*Do this*.
Output the lines below as a numbered list, starting at the first line and ending at the line that contains "POLYGON ((29 310, 47", with both ends included. Omit blank lines and leave the picture out of the answer.

*** Data in this exercise ***

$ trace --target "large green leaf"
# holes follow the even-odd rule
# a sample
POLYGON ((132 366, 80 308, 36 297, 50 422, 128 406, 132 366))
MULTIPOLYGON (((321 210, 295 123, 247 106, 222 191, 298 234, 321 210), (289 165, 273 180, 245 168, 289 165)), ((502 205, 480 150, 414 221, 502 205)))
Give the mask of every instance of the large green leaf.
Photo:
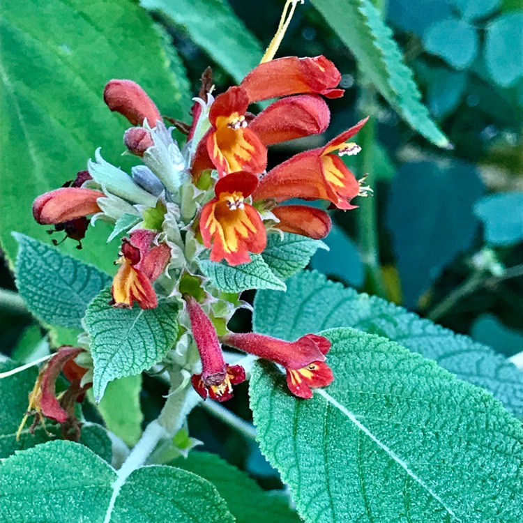
POLYGON ((171 462, 174 467, 193 472, 210 481, 227 502, 238 523, 299 523, 289 507, 287 497, 263 490, 242 472, 215 454, 191 452, 188 457, 171 462))
POLYGON ((29 310, 47 324, 80 328, 87 305, 110 284, 109 277, 56 248, 15 236, 16 283, 29 310))
POLYGON ((499 402, 386 338, 324 335, 328 388, 296 398, 270 363, 250 388, 262 450, 305 521, 523 520, 523 431, 499 402))
MULTIPOLYGON (((111 78, 141 84, 162 114, 181 118, 190 103, 186 80, 169 70, 161 38, 131 0, 5 0, 0 13, 0 241, 9 259, 11 231, 49 241, 32 217, 33 199, 86 168, 102 147, 108 161, 128 167, 122 136, 128 122, 103 103, 111 78)), ((114 271, 110 229, 90 228, 82 251, 60 250, 114 271)))
POLYGON ((431 119, 411 69, 371 0, 312 0, 354 53, 380 93, 416 130, 441 147, 448 140, 431 119))
POLYGON ((172 467, 146 467, 126 478, 85 447, 52 441, 0 463, 3 523, 232 523, 216 490, 172 467))
POLYGON ((227 0, 141 0, 183 27, 238 82, 259 63, 264 52, 227 0))
POLYGON ((156 309, 120 309, 109 305, 110 291, 103 291, 89 305, 85 324, 94 362, 93 393, 102 399, 107 384, 139 374, 159 362, 178 334, 178 305, 160 302, 156 309))
POLYGON ((231 266, 226 262, 199 262, 202 272, 224 292, 241 292, 248 289, 285 290, 285 284, 271 270, 260 255, 251 255, 248 264, 231 266))
MULTIPOLYGON (((4 372, 15 368, 14 362, 0 363, 0 372, 4 372)), ((33 390, 38 370, 31 367, 6 378, 0 379, 0 459, 7 457, 16 450, 45 443, 59 437, 58 427, 46 420, 45 429, 39 425, 31 434, 29 423, 22 431, 18 441, 16 433, 27 409, 29 393, 33 390)), ((82 429, 80 443, 96 452, 106 461, 111 461, 111 441, 103 427, 95 424, 84 425, 82 429)))
POLYGON ((287 283, 285 294, 257 293, 254 326, 258 332, 285 340, 332 327, 378 334, 484 387, 511 412, 523 416, 523 372, 490 347, 385 300, 345 289, 316 272, 297 274, 287 283))

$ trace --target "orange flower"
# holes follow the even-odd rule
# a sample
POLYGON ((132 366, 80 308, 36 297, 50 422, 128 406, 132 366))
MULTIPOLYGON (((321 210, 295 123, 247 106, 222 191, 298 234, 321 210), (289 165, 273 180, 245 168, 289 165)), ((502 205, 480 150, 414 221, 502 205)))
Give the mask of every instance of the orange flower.
POLYGON ((205 400, 225 402, 232 397, 232 386, 245 381, 245 371, 238 365, 227 365, 216 334, 216 329, 202 306, 192 296, 184 295, 192 337, 202 360, 202 372, 192 374, 196 392, 205 400))
POLYGON ((165 268, 171 250, 165 243, 151 247, 156 233, 138 229, 129 239, 122 240, 121 257, 116 263, 120 268, 111 287, 116 307, 132 307, 136 301, 142 309, 154 309, 158 298, 152 282, 165 268))
POLYGON ((230 347, 283 366, 287 386, 298 397, 312 397, 312 388, 326 386, 334 379, 332 370, 325 363, 331 342, 323 336, 306 334, 295 342, 287 342, 248 333, 228 334, 221 340, 230 347))
POLYGON ((300 93, 338 98, 344 93, 343 89, 334 89, 341 77, 336 66, 322 55, 285 56, 260 63, 240 86, 247 92, 250 103, 300 93))
POLYGON ((232 173, 216 183, 216 197, 204 206, 199 219, 204 245, 212 245, 213 262, 225 258, 229 265, 245 264, 250 262, 249 252, 259 254, 265 248, 262 217, 244 202, 257 183, 258 179, 248 172, 232 173))
POLYGON ((291 198, 326 199, 338 209, 351 209, 350 200, 365 194, 359 182, 338 154, 356 154, 359 146, 347 143, 365 125, 368 118, 331 140, 325 146, 297 154, 280 164, 259 183, 255 201, 273 198, 278 202, 291 198))

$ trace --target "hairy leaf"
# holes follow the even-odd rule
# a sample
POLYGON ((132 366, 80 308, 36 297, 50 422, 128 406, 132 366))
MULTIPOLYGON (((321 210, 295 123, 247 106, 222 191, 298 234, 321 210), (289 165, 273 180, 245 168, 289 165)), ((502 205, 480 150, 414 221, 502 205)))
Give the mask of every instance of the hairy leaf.
POLYGON ((257 332, 291 340, 332 327, 355 327, 378 334, 435 360, 461 379, 484 387, 511 412, 523 416, 523 372, 490 347, 385 300, 345 289, 318 273, 301 273, 287 283, 283 295, 268 291, 256 295, 257 332))
POLYGON ((273 289, 285 291, 285 284, 271 270, 260 255, 251 255, 252 260, 234 267, 226 262, 208 259, 198 263, 202 272, 213 285, 224 292, 241 292, 248 289, 273 289))
POLYGON ((47 324, 80 328, 87 305, 110 278, 56 248, 15 236, 20 245, 16 284, 29 310, 47 324))
POLYGON ((232 523, 205 480, 172 467, 145 467, 119 478, 70 441, 52 441, 0 463, 0 520, 70 523, 232 523))
POLYGON ((245 472, 215 454, 191 452, 188 457, 171 462, 210 481, 227 502, 238 523, 299 523, 289 507, 289 499, 278 492, 267 492, 245 472))
MULTIPOLYGON (((121 156, 129 123, 103 102, 109 79, 137 82, 162 114, 176 118, 185 116, 190 96, 186 80, 169 70, 152 20, 128 0, 6 0, 0 41, 0 241, 13 260, 11 231, 48 241, 49 227, 31 215, 34 198, 74 179, 97 147, 108 161, 128 169, 132 165, 121 156)), ((82 250, 73 241, 59 249, 114 271, 109 233, 99 222, 82 250)))
POLYGON ((474 204, 474 214, 493 245, 510 245, 523 239, 523 192, 490 195, 474 204))
POLYGON ((284 232, 283 238, 273 234, 267 237, 267 247, 262 257, 276 276, 285 280, 305 268, 318 249, 328 250, 327 245, 319 240, 289 232, 284 232))
POLYGON ((296 398, 268 363, 250 387, 262 450, 305 521, 522 521, 523 431, 499 402, 386 338, 323 334, 326 389, 296 398))
POLYGON ((141 0, 140 3, 183 27, 236 82, 262 59, 262 45, 227 0, 141 0))
POLYGON ((448 146, 448 140, 421 103, 412 71, 405 64, 391 29, 371 0, 312 0, 312 3, 401 116, 436 145, 448 146))
POLYGON ((156 309, 115 308, 110 291, 103 291, 85 316, 94 362, 93 393, 102 399, 107 384, 139 374, 165 356, 178 334, 178 305, 160 303, 156 309))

***

*Response below*.
1. $ trace --target "large green leaf"
2. # holes follow the even-odd rule
3. # a sample
4. POLYGON ((132 366, 80 308, 36 297, 50 422, 128 406, 132 366))
5. MULTIPOLYGON (((321 210, 295 123, 247 106, 222 191, 298 234, 321 210), (289 165, 273 180, 245 168, 289 165)), ((502 205, 480 150, 414 221, 502 205)))
6. Give the mask of every instance of the large green leaf.
7. Photo:
8. POLYGON ((171 462, 174 467, 193 472, 210 481, 227 502, 238 523, 299 523, 289 507, 287 497, 263 490, 242 472, 215 454, 191 452, 188 457, 171 462))
9. POLYGON ((29 310, 47 324, 80 328, 87 305, 110 284, 109 277, 56 248, 15 236, 16 283, 29 310))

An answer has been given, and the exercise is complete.